» WRITTEN REQUEST
Report each line of the entries below that contains the word "green", copying the whole line. Only matches with the same capitalization count.

» GIVEN RECORDS
= = = = = = =
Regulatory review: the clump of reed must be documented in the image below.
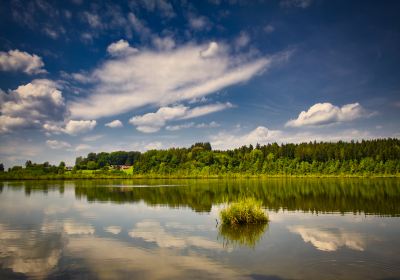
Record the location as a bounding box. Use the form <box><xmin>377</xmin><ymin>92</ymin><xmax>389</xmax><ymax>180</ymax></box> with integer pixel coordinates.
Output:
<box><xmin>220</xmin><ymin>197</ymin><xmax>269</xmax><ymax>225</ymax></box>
= = = = = = =
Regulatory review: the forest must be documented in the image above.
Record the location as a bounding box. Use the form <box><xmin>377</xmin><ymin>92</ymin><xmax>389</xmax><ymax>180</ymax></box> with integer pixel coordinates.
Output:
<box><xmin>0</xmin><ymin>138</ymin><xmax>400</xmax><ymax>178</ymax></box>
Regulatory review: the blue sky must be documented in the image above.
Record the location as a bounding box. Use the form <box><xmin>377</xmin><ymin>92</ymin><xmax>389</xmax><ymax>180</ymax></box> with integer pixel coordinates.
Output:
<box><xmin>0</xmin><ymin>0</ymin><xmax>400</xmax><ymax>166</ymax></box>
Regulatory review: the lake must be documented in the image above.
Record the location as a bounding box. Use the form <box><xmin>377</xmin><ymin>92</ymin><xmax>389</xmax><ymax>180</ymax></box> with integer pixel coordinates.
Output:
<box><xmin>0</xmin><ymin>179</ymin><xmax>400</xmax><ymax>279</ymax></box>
= = = = = = =
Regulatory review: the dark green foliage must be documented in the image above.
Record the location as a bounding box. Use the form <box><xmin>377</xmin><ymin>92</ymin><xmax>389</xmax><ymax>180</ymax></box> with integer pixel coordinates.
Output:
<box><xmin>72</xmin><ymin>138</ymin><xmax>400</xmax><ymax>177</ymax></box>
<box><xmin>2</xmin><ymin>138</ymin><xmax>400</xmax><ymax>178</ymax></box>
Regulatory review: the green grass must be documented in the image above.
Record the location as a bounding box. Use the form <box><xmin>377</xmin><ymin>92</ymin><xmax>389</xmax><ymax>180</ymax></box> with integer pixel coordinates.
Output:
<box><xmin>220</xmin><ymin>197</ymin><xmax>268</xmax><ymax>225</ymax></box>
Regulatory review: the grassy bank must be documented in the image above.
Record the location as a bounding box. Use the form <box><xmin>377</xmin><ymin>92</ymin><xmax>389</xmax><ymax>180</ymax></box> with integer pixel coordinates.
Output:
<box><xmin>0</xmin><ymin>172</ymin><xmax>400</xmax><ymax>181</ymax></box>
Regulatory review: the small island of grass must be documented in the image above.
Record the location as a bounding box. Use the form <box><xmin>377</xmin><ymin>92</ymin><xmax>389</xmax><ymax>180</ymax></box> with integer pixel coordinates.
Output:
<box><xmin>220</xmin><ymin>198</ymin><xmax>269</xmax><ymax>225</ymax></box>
= = = = = = =
» RESPONSE
Regulatory review: the dark green foliage must be documented in the image above.
Regulatory review: the green grass must be documented in the image above.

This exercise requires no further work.